Task statement:
Pull every line containing the word "jacket" out of the material below.

Extracted data:
<<<<

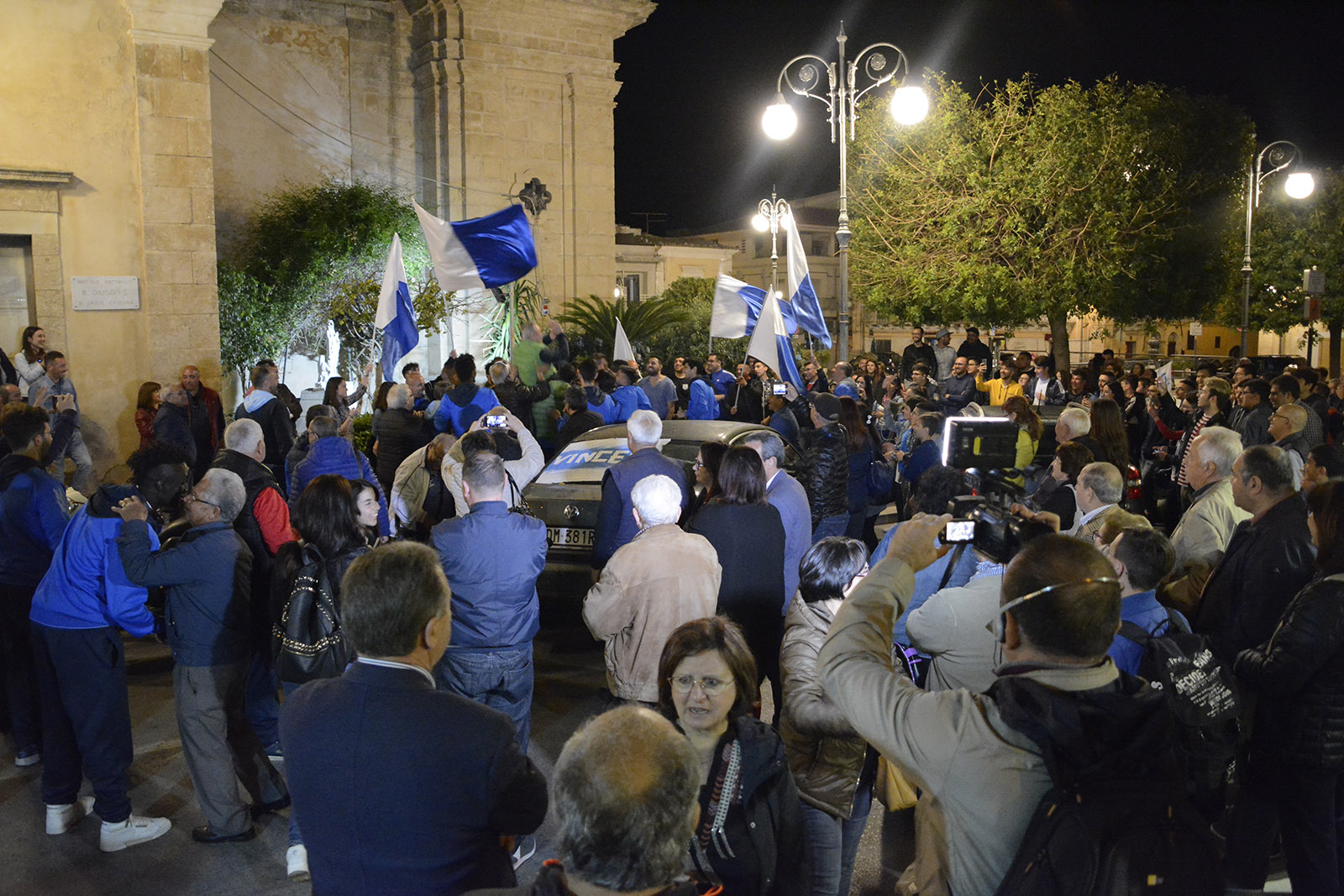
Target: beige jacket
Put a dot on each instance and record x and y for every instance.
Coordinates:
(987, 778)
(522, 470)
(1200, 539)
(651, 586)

>>>>
<<<<

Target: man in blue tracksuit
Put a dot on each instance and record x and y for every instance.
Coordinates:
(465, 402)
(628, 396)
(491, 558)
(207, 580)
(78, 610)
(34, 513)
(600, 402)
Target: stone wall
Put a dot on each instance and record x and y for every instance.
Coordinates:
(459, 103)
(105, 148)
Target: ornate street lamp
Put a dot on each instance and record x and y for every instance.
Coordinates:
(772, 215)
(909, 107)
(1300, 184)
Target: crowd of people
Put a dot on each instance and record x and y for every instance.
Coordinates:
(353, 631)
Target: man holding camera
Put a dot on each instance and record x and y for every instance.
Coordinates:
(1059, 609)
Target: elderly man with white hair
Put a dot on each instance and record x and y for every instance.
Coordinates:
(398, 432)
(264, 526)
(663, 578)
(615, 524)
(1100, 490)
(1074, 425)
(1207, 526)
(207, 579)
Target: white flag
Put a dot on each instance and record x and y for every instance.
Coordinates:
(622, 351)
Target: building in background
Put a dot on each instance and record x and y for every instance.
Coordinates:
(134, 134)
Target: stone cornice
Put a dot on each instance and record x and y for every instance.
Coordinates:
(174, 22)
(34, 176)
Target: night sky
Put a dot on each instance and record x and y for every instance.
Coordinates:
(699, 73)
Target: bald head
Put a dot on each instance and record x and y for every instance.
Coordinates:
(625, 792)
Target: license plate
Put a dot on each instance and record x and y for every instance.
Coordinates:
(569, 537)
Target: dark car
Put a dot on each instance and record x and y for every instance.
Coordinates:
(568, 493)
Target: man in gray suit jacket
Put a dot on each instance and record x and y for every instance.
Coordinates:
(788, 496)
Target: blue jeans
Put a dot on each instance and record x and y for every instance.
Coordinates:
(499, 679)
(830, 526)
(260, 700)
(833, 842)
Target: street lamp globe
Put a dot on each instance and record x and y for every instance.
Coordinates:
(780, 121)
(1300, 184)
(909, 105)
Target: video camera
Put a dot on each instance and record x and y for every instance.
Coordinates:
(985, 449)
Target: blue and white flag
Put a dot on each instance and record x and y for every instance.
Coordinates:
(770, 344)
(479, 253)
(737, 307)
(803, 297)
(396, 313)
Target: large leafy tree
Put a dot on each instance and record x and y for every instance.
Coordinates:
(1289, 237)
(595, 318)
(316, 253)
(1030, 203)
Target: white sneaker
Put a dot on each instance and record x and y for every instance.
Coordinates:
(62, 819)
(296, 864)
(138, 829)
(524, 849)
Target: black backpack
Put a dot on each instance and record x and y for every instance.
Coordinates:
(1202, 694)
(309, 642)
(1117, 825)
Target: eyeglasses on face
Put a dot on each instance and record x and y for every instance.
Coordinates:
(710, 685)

>>>>
<<<<

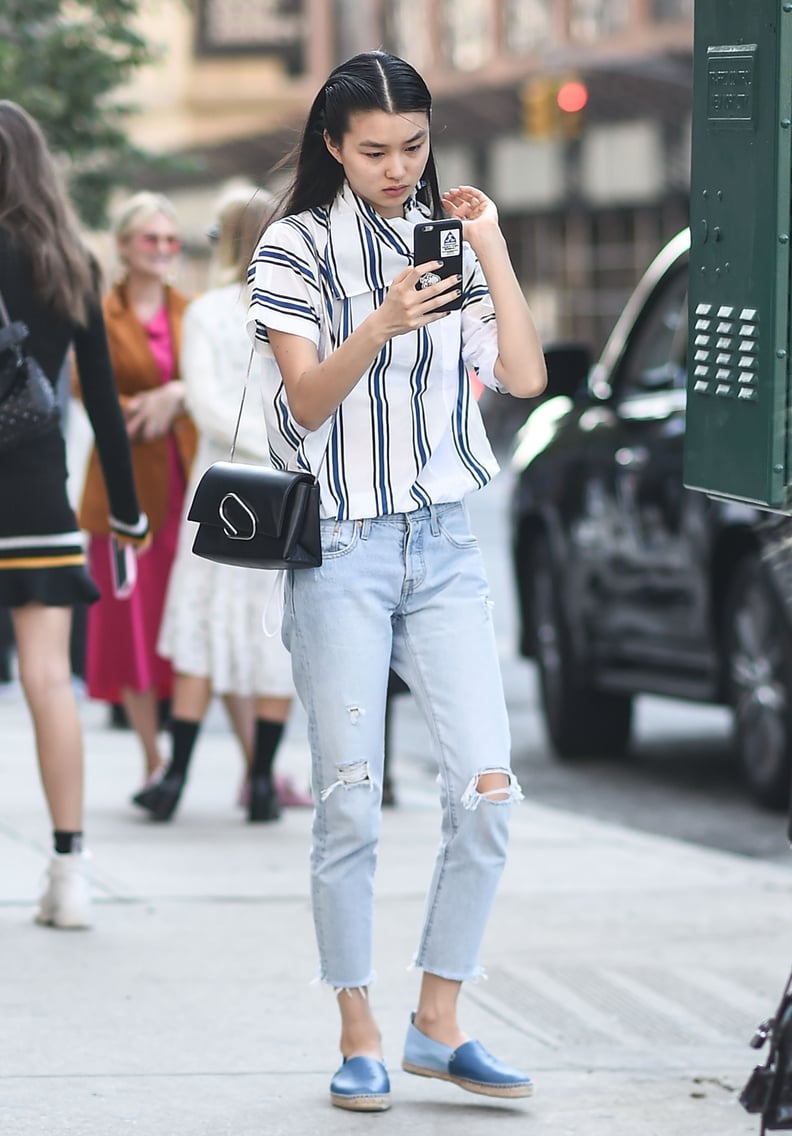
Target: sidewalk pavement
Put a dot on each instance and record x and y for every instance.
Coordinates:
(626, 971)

>>>>

Completed task:
Target: beige jacket
Target: man in gray suit jacket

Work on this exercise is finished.